### WRITTEN EXERCISE
Only the run of lines from the one containing "instance: [(864, 62)]" through the last line should be returned, exactly as written.

++++ WORKING DATA ++++

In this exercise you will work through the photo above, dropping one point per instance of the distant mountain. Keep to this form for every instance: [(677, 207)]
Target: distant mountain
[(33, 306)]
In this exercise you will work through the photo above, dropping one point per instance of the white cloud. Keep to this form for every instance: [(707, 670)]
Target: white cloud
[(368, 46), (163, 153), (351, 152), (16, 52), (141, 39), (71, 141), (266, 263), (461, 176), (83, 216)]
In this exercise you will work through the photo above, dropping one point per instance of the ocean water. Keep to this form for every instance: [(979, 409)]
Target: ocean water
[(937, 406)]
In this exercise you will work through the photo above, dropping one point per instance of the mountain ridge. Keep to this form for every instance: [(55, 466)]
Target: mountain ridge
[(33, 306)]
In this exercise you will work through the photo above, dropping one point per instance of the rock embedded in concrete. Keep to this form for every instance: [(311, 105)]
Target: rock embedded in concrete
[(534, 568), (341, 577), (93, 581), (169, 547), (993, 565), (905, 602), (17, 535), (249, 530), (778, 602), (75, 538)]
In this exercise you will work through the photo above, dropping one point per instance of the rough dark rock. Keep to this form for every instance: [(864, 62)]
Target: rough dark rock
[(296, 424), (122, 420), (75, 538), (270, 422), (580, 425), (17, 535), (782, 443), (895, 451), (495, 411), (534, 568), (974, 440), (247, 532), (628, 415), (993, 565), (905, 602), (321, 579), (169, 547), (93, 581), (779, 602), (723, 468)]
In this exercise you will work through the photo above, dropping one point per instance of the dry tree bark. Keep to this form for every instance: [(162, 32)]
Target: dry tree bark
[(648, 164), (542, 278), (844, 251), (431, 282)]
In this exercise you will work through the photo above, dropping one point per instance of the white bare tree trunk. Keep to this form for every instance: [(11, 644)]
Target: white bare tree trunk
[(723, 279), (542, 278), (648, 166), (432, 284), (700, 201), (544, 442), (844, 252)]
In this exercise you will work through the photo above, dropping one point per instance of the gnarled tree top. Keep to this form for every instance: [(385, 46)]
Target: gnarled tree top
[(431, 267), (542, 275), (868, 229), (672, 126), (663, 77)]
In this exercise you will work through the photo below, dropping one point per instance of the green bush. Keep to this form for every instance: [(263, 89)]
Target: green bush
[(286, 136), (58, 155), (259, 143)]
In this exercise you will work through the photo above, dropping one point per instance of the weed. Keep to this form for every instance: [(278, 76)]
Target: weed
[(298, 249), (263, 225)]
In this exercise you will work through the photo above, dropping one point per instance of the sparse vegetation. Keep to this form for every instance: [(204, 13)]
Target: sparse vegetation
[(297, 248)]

++++

### EXERCISE OUTPUT
In this exercise you will work through the photo above, dropping one point per instance of the rough dark rock. Keep to this form for every instance: [(864, 62)]
Target: rough dark rock
[(296, 424), (122, 420), (75, 538), (270, 422), (580, 425), (17, 535), (782, 443), (895, 451), (495, 411), (534, 568), (974, 440), (247, 532), (628, 415), (993, 565), (905, 602), (321, 579), (169, 547), (93, 581), (779, 602), (723, 468)]
In this exercise you will work through the photo above, dropping one point per instance of the dry tree bark. Keep to this form for every instance: [(162, 32)]
Target: dry tree bark
[(648, 164), (542, 278), (844, 251), (431, 282)]
In this exercise you will work through the photo above, dropping one point per instance of the white bare tree trunk. Keep to this form for every instance: [(11, 644)]
Target: white bare tree trunk
[(723, 279), (542, 278), (648, 166), (432, 284), (700, 201), (544, 442), (844, 252)]
In this exercise you will work through the photo above, dropping one point per instance of the gnarled tree top. Keep to this form for every instance: [(385, 46)]
Target: gnarled tree top
[(431, 267), (542, 275), (868, 229), (672, 126), (663, 77)]
In this exercise you will work through the photo below, dropping one point per instance of the green bush. Keep to this form for every instance: [(263, 89)]
Target: green bush
[(286, 136), (58, 155), (259, 143)]
In this exercise you will work through the photo above, dropping one point per instance of the weed. Keep to this form for every instance: [(278, 76)]
Target: weed
[(298, 249), (263, 225)]
In this exercise you will work through the photo above, dropping one point per instance of the sparse vegetation. Keep to this form for every instance: [(204, 13)]
Target: sparse vegetation
[(297, 248)]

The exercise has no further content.